:: Extracted records

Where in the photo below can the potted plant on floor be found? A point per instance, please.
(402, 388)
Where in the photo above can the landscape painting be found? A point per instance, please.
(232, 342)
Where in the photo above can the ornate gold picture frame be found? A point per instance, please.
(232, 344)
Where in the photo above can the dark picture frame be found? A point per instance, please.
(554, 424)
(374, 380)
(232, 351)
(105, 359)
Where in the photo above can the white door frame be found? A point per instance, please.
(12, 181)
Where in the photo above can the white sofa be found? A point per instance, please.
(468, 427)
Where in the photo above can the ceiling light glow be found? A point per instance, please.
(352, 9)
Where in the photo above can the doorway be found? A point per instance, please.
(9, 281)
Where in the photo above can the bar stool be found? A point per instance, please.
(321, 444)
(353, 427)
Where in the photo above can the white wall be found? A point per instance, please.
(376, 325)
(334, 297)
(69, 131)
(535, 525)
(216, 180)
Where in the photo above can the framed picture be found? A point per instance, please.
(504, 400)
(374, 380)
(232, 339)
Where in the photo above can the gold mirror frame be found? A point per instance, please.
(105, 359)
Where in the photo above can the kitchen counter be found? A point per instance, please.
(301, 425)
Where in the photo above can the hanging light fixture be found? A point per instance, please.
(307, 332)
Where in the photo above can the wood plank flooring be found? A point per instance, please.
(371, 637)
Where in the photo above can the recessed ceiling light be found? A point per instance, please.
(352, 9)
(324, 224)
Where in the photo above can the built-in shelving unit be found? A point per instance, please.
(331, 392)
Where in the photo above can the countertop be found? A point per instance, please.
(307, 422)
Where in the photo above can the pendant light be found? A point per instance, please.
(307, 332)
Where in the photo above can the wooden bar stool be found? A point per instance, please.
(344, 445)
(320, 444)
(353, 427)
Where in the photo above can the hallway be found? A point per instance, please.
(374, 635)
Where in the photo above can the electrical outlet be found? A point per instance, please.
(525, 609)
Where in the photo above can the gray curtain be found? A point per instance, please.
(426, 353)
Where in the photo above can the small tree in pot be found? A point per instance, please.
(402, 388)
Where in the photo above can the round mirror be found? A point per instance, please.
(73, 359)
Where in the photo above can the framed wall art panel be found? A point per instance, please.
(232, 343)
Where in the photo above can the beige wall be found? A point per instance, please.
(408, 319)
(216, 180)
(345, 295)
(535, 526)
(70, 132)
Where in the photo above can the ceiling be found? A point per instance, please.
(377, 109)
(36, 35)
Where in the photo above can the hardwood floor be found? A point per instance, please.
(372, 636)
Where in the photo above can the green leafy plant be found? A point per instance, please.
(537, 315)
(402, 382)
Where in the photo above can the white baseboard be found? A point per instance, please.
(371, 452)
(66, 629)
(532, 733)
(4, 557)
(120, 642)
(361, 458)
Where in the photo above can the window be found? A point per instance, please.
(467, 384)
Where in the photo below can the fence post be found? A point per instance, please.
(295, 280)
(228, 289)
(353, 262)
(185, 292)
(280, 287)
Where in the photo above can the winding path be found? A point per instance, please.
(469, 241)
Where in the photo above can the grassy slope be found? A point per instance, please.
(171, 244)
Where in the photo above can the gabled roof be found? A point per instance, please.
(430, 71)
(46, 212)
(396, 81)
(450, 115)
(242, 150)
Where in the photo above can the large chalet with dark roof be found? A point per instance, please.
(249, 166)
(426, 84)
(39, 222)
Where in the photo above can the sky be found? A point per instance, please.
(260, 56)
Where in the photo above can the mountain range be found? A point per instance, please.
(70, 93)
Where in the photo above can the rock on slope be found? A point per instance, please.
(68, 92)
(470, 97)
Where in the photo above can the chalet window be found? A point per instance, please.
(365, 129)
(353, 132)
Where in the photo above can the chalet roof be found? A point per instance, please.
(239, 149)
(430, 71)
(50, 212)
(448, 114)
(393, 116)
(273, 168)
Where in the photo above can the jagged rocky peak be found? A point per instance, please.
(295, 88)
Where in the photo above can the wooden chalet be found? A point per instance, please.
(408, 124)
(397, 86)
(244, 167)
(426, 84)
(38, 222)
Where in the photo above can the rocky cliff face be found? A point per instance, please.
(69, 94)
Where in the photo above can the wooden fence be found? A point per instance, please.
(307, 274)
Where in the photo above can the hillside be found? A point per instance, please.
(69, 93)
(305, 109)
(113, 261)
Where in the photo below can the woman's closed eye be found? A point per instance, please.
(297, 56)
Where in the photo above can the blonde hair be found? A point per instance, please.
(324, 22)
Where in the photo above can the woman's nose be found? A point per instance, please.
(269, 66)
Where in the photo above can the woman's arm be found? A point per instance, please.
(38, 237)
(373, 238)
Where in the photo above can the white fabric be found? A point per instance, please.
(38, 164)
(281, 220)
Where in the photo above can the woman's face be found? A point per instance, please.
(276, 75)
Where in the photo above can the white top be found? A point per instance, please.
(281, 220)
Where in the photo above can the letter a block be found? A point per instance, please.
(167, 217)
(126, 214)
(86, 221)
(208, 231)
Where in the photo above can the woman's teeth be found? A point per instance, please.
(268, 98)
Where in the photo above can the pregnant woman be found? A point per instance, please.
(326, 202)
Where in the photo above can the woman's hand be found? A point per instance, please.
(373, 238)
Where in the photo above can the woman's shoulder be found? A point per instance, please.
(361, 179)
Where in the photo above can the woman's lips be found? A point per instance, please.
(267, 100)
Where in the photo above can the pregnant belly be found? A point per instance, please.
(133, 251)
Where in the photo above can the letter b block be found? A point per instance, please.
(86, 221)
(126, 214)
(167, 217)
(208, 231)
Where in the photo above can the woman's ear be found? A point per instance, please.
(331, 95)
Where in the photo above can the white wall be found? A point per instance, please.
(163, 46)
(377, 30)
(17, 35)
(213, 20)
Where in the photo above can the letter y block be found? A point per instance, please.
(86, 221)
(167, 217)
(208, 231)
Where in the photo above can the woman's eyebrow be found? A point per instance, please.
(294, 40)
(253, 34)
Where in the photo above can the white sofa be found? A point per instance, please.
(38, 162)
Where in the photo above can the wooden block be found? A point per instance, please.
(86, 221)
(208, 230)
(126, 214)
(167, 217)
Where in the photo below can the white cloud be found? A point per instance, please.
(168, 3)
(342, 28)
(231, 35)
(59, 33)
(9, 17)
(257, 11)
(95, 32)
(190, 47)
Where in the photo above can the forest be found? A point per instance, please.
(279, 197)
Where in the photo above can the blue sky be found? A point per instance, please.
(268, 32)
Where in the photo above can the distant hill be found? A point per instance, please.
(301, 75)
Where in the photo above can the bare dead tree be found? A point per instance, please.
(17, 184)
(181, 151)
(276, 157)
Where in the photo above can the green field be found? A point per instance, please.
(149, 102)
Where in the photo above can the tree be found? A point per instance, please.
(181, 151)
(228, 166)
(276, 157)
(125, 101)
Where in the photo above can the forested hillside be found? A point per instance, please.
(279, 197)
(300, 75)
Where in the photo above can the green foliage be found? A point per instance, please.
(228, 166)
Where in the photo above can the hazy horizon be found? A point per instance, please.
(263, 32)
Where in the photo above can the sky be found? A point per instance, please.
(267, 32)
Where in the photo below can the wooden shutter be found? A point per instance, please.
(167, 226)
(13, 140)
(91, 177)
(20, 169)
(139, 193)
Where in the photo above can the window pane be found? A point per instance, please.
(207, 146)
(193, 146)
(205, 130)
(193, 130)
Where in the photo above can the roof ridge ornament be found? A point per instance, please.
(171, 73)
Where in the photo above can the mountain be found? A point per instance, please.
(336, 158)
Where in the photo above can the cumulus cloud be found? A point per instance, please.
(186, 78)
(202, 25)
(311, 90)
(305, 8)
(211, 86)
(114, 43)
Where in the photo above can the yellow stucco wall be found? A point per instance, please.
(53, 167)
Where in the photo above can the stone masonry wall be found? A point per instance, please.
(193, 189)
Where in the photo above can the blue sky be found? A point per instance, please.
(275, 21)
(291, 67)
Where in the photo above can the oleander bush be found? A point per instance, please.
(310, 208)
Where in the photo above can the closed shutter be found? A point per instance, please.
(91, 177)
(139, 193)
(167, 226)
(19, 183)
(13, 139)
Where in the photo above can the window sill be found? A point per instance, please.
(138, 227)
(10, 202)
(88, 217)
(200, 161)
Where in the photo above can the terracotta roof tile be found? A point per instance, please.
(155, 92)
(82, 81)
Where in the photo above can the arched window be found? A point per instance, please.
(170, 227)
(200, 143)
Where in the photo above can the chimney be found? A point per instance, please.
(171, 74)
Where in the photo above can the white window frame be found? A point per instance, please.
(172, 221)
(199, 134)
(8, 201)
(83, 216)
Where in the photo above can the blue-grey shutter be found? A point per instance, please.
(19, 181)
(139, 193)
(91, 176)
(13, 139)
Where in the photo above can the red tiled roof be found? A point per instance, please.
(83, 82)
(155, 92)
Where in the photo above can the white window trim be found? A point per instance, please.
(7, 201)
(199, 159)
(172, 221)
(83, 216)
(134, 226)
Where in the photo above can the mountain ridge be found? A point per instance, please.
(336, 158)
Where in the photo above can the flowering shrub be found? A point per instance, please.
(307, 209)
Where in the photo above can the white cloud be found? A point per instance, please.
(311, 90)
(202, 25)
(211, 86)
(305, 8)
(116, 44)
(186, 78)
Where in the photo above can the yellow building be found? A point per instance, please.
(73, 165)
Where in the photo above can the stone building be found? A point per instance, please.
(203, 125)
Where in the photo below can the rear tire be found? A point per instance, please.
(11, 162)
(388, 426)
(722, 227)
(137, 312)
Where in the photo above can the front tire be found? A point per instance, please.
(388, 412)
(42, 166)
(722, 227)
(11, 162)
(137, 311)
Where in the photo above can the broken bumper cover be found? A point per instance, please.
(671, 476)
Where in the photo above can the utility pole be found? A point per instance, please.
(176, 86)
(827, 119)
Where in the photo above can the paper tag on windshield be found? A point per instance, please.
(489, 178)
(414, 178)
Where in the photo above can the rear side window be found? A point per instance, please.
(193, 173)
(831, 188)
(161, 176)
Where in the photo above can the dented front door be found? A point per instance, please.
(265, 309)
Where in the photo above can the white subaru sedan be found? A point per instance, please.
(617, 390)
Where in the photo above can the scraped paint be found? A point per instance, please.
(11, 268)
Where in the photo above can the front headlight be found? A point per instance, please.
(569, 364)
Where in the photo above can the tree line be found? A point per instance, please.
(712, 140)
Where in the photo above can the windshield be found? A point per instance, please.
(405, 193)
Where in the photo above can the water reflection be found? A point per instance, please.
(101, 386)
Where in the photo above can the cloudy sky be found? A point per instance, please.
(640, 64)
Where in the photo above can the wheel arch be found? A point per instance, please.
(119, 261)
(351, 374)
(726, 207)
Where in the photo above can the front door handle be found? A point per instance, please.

::::

Retype only the lines running from the line with "Where in the photo above can the tree line" to the end of the listing, including both of those lines.

■ **Output**
Where in the photo above can the tree line be found? A point per instance, please.
(712, 140)
Where in the photo above can the windshield be found? A point per instance, please.
(405, 193)
Where in the photo above can the water reflection be found? A point per instance, please.
(101, 386)
Where in the photo above can the cloudy sky be found? A point per instance, please.
(640, 64)
Where in the photo above can the wheel arch be found? A point per instance, please.
(119, 261)
(351, 374)
(726, 207)
Where in the photo above can the front door handle be found? A point per instance, please.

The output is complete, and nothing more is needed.